***** SUPPLIED RECORDS *****
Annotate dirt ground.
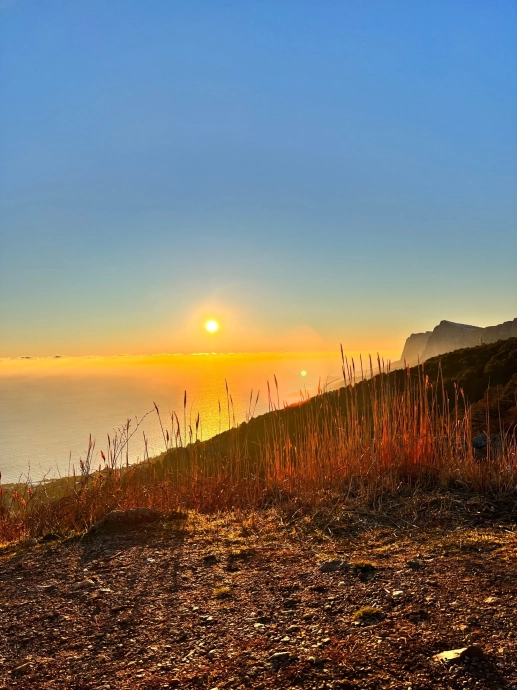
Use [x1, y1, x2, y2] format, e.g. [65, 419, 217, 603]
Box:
[0, 508, 516, 689]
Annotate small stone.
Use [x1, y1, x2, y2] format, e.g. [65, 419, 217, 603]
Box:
[433, 645, 485, 663]
[256, 615, 270, 624]
[407, 559, 423, 570]
[269, 651, 290, 663]
[309, 656, 327, 666]
[319, 560, 349, 572]
[28, 537, 37, 546]
[90, 507, 162, 532]
[38, 583, 57, 591]
[351, 562, 377, 581]
[207, 649, 216, 659]
[13, 662, 31, 675]
[406, 609, 430, 622]
[392, 590, 404, 597]
[72, 578, 96, 591]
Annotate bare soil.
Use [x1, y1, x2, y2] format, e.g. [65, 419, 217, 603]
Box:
[1, 508, 516, 689]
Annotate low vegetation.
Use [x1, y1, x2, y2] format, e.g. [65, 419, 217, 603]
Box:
[351, 606, 385, 623]
[213, 585, 232, 600]
[1, 339, 516, 543]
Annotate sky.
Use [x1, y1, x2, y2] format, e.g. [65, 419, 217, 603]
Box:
[1, 0, 516, 358]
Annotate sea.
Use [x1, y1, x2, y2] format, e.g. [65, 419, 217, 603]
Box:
[0, 351, 347, 484]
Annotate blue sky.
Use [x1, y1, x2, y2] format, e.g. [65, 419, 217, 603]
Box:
[1, 1, 516, 357]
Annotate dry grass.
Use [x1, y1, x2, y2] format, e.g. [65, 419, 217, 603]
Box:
[212, 585, 232, 599]
[1, 356, 516, 542]
[350, 561, 377, 572]
[351, 606, 385, 623]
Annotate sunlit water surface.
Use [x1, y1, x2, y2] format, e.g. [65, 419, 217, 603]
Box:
[0, 352, 347, 484]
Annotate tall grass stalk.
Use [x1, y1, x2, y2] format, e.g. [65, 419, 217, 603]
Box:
[1, 356, 515, 541]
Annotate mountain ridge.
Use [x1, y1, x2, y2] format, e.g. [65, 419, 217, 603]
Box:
[393, 317, 517, 367]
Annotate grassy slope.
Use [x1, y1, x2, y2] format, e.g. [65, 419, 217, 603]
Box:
[159, 337, 517, 469]
[2, 339, 516, 540]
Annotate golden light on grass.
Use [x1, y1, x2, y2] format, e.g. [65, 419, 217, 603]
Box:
[3, 343, 517, 543]
[205, 320, 219, 333]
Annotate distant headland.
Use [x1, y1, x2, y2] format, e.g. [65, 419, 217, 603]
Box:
[393, 317, 517, 367]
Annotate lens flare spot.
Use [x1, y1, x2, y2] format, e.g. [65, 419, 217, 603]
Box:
[301, 370, 307, 377]
[205, 320, 219, 333]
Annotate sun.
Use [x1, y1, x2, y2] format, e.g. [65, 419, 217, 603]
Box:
[205, 319, 219, 333]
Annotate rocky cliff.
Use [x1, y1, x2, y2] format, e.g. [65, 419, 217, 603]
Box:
[393, 317, 517, 367]
[396, 331, 432, 366]
[420, 321, 484, 360]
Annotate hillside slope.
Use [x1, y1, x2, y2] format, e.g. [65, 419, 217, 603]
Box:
[158, 338, 517, 475]
[3, 339, 515, 540]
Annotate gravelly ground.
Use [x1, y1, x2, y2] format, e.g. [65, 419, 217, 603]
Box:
[0, 511, 516, 689]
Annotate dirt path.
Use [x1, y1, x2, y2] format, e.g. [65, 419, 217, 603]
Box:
[0, 511, 516, 689]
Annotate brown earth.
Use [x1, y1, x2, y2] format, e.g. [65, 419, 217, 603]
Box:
[0, 506, 516, 690]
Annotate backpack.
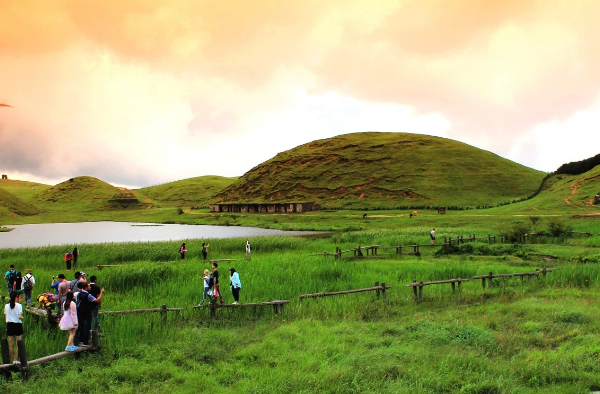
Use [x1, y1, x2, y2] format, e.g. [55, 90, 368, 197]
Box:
[23, 275, 33, 291]
[7, 270, 17, 284]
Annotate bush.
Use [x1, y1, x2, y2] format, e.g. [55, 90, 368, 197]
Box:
[501, 223, 530, 243]
[547, 219, 572, 237]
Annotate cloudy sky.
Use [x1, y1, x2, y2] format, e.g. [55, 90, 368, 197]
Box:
[1, 0, 599, 188]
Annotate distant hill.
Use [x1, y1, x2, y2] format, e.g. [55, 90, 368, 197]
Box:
[213, 132, 547, 209]
[0, 187, 40, 216]
[33, 176, 147, 210]
[556, 153, 600, 175]
[138, 175, 237, 205]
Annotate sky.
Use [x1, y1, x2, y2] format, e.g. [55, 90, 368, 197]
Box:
[1, 0, 600, 189]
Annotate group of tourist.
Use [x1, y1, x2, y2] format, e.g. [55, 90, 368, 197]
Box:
[198, 262, 242, 306]
[4, 266, 105, 359]
[4, 239, 251, 362]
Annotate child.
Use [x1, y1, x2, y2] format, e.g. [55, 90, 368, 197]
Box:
[198, 269, 212, 306]
[59, 291, 78, 351]
[4, 291, 24, 364]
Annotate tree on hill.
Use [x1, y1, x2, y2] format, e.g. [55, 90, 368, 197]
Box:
[556, 153, 600, 175]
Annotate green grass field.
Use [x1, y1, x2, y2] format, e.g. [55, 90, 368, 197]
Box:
[1, 223, 600, 393]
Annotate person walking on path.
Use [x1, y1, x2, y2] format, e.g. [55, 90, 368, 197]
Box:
[211, 262, 224, 304]
[179, 243, 187, 260]
[89, 275, 102, 331]
[202, 243, 210, 261]
[245, 241, 251, 260]
[22, 269, 36, 307]
[56, 274, 69, 317]
[198, 269, 211, 306]
[75, 281, 105, 347]
[72, 247, 79, 269]
[430, 228, 436, 245]
[5, 264, 17, 294]
[59, 291, 78, 351]
[230, 268, 241, 305]
[4, 291, 24, 364]
[14, 272, 22, 291]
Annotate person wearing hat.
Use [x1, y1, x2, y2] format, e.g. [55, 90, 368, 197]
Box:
[21, 269, 36, 307]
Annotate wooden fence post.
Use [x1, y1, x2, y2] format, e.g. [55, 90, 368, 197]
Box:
[418, 282, 424, 301]
[375, 281, 380, 298]
[209, 302, 216, 318]
[1, 338, 10, 365]
[451, 281, 456, 292]
[161, 304, 167, 325]
[488, 272, 493, 289]
[92, 330, 99, 348]
[412, 280, 417, 298]
[381, 283, 386, 300]
[17, 339, 28, 378]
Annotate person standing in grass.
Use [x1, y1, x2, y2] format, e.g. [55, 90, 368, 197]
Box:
[72, 247, 79, 269]
[22, 269, 35, 307]
[64, 251, 73, 271]
[430, 228, 436, 245]
[89, 275, 101, 331]
[229, 268, 241, 305]
[245, 241, 251, 260]
[202, 243, 210, 261]
[76, 281, 105, 347]
[198, 269, 211, 306]
[211, 262, 224, 304]
[180, 242, 187, 260]
[4, 291, 24, 364]
[56, 274, 69, 317]
[5, 264, 17, 294]
[59, 291, 78, 352]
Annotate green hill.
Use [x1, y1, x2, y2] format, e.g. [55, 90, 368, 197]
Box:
[494, 165, 600, 215]
[33, 176, 147, 210]
[138, 175, 237, 205]
[0, 187, 40, 217]
[213, 132, 546, 209]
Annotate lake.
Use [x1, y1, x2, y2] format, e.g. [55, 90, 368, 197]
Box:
[0, 222, 320, 249]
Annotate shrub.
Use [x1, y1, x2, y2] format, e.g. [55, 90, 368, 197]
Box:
[547, 219, 573, 237]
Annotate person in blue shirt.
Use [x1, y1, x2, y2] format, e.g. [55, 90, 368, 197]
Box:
[229, 268, 242, 305]
[5, 265, 17, 295]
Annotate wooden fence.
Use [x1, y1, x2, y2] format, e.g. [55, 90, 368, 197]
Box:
[299, 282, 391, 301]
[408, 267, 562, 301]
[194, 300, 290, 317]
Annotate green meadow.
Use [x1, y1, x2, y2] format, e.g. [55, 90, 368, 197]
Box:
[1, 220, 600, 393]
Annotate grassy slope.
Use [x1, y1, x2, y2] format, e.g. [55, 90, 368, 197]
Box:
[0, 183, 41, 217]
[138, 175, 236, 205]
[213, 132, 546, 208]
[485, 165, 600, 216]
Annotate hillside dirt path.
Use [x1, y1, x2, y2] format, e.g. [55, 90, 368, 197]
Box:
[565, 183, 585, 210]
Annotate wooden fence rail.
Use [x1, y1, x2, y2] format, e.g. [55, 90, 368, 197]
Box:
[472, 267, 562, 289]
[194, 300, 290, 317]
[406, 278, 470, 301]
[299, 282, 392, 301]
[0, 331, 100, 379]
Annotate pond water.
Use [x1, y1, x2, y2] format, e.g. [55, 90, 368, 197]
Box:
[0, 222, 320, 249]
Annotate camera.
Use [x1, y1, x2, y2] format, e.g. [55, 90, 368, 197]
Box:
[52, 276, 55, 279]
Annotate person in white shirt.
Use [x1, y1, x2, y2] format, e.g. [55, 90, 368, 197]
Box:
[430, 228, 436, 245]
[22, 269, 36, 307]
[4, 291, 24, 364]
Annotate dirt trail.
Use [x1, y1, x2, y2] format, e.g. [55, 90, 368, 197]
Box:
[565, 183, 585, 210]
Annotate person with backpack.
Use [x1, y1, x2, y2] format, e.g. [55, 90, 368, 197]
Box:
[5, 265, 17, 294]
[4, 291, 24, 364]
[14, 272, 22, 291]
[75, 281, 105, 347]
[68, 272, 82, 293]
[22, 269, 36, 307]
[179, 242, 187, 260]
[211, 262, 224, 304]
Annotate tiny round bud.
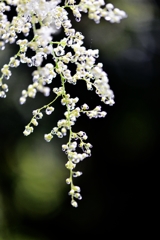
*****
• _WHAT THE EXERCISE ASKS_: Every line above with the word "fence" belongs in the answer, copied as written.

• _RESULT OF THE TASK_:
Annotate wooden fence post.
Annotate wooden fence.
Annotate wooden fence rail.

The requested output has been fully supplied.